# What is being asked
Copy out the listing below line for line, changing nothing.

# Record excerpts
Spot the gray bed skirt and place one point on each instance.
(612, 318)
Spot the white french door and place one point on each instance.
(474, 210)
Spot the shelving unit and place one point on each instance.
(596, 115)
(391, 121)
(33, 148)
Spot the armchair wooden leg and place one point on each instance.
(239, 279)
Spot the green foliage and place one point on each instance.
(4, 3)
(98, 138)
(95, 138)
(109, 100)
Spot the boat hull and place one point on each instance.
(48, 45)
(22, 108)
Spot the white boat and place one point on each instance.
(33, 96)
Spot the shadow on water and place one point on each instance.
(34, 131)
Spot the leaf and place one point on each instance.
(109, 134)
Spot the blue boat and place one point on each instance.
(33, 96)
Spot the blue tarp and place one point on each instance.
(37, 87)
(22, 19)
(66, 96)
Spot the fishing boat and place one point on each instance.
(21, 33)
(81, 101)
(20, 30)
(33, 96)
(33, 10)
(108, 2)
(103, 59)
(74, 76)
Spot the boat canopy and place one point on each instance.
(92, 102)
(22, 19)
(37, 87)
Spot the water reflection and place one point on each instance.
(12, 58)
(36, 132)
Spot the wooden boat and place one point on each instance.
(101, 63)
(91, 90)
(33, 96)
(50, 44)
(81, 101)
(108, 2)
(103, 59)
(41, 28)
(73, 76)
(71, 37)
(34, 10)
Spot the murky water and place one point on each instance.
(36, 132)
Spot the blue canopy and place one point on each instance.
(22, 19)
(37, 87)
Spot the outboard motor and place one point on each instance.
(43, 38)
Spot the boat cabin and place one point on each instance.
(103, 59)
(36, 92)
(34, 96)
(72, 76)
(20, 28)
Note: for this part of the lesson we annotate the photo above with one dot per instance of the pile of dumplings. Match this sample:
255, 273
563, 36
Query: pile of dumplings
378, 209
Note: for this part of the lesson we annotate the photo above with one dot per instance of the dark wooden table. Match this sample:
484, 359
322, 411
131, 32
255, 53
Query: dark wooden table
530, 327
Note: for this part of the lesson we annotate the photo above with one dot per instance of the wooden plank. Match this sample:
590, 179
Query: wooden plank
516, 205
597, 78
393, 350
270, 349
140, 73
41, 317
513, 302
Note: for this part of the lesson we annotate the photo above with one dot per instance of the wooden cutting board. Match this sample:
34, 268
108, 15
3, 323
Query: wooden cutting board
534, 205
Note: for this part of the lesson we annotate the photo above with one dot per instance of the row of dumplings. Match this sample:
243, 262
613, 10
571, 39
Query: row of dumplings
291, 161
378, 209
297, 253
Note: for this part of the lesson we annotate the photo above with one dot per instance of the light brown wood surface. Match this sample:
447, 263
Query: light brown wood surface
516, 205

# Final result
Spot the gray bed skirt and place one point on each instance.
(612, 318)
Spot the white french door and place one point on each instance.
(474, 210)
Spot the shelving unit and place one point on each instance.
(596, 115)
(391, 121)
(33, 148)
Spot the armchair wooden leg and place one point on each instance.
(239, 279)
Spot the green foliage and place one point on each instance.
(4, 3)
(98, 138)
(95, 138)
(109, 100)
Spot the boat hull and place one point on each instance.
(48, 45)
(22, 108)
Spot the white boat and place one point on each instance.
(33, 96)
Spot the shadow on water and place one point on each instance.
(34, 131)
Spot the leaf and place one point on each instance.
(109, 134)
Spot the blue boat and place one point on each instance.
(33, 96)
Spot the blue tarp and place one point on each instance.
(37, 87)
(22, 19)
(66, 96)
Spot the fishing boat and place one point on each instance.
(21, 33)
(81, 101)
(20, 30)
(33, 96)
(33, 10)
(108, 2)
(103, 59)
(74, 76)
Spot the boat canopy and place one point on each instance.
(92, 102)
(22, 19)
(37, 87)
Spot the water reflection and place one point on each instance.
(12, 58)
(36, 132)
Spot the wooden boat and place one point on each instance.
(101, 63)
(91, 90)
(33, 96)
(50, 44)
(81, 101)
(108, 2)
(103, 59)
(41, 28)
(73, 76)
(71, 37)
(34, 10)
Spot the murky water and place one point on each instance.
(36, 132)
Spot the blue canopy and place one point on each instance.
(22, 19)
(37, 87)
Spot the outboard motor and place one point on each instance.
(43, 38)
Spot the boat cabin and place one point on each instance.
(103, 59)
(36, 92)
(34, 96)
(72, 76)
(20, 28)
Note: for this part of the lesson we annotate the photo above with one dot per instance of the pile of dumplings. Match this sample:
255, 273
563, 36
Query: pile of dumplings
378, 209
Note: for this part of the lesson we annotate the photo above with one dot per instance of the dark wooden table. Match this sample:
484, 359
322, 411
131, 32
255, 53
Query: dark wooden table
530, 327
Note: for this part of the lesson we annotate the photo above with one dot per instance of the wooden plank. Match this sample:
590, 179
Query: wooden plank
516, 205
597, 78
393, 350
270, 349
140, 73
41, 317
513, 302
Note: for this part of the lesson we annotate the photo above with one dot per instance of the wooden cutting board. Match this sample:
34, 268
108, 15
3, 323
Query: wooden cutting board
534, 205
Note: for this part of the lesson we annotate the photo above with one dot per instance of the row of dumplings. Match this sample:
243, 262
613, 10
571, 39
Query: row of dumplings
291, 161
378, 209
297, 253
Note: for this part of the lesson we annotate the photo above with one dot per instance of the light brown wood surface. Match this sample:
447, 263
Query: light brown wood surface
516, 205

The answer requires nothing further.